Document text:
• • • •

Computer Architecture

SIMD

One instruction, many lanes — 4× to 16× speedup for data-parallel loops

SIMD packs many values into one register and applies one instruction to all of them — 4× to 16× speedup for data-parallel loops. SSE, AVX, AVX-512, NEON, SVE explained.

  • Stands forSingle Instruction, Multiple Data
  • AVX2 width256 bits → 8 floats
  • AVX-512 width512 bits → 16 floats
  • AVX-512 FMA throughput32 flops/cycle/core
  • NEON width128 bits → 4 floats
  • SVE width128–2048 bits (length-agnostic)

Interactive visualization

Press play, or step through manually. Watch scalar code add eight floats one cycle at a time, while a SIMD register adds all eight simultaneously.

• • • •

Extracted information:
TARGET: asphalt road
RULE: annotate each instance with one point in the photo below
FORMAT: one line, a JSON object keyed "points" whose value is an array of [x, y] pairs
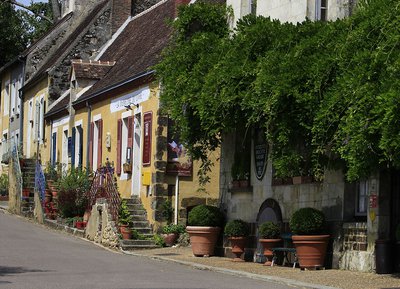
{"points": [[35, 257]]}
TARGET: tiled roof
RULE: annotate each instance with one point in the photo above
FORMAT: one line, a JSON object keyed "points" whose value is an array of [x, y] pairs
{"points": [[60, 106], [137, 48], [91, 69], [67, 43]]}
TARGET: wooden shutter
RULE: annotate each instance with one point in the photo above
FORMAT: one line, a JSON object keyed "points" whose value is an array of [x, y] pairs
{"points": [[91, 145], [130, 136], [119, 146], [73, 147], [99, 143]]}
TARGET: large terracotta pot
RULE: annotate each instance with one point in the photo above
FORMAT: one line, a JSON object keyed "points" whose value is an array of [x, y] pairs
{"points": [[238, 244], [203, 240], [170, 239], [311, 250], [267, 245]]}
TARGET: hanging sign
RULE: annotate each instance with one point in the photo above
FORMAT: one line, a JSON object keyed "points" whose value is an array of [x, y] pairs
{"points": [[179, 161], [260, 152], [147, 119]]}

• • • •

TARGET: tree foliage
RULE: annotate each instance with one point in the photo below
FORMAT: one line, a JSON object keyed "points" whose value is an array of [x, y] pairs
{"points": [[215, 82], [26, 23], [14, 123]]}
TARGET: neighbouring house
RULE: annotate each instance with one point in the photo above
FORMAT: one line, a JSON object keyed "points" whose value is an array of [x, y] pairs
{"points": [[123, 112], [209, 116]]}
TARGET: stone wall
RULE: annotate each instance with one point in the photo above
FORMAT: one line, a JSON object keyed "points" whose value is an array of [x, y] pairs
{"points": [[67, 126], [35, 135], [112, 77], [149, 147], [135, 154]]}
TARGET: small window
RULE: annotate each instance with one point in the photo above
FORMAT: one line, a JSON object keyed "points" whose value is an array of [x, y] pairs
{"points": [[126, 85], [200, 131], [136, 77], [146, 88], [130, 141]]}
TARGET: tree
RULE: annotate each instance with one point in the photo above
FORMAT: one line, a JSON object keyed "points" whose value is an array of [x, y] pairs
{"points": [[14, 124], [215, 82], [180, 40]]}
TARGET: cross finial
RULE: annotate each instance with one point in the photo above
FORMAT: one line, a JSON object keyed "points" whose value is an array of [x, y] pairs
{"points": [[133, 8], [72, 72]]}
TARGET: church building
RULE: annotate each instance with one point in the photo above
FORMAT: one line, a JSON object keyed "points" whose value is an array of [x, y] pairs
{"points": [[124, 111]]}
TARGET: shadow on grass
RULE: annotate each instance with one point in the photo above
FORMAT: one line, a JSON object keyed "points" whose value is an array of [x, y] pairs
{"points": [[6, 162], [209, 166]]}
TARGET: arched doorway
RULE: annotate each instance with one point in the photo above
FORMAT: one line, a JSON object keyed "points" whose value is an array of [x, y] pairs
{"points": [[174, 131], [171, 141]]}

• • • •

Problems to work on:
- a) On the SIMD page, how many floats does an AVX-512 register hold?
- b) Turn the paragraph of the SIMD page that begins "SIMD packs many values" into a short bulleted list that keeps its main facts.

Final results:
- a) 16 floats, in a width of 512 bits.

- b)
- SIMD packs many values into one register.
- It applies one instruction to all of them.
- This gives a 4× to 16× speedup for data-parallel loops.
- SSE, AVX, AVX-512, NEON and SVE are explained.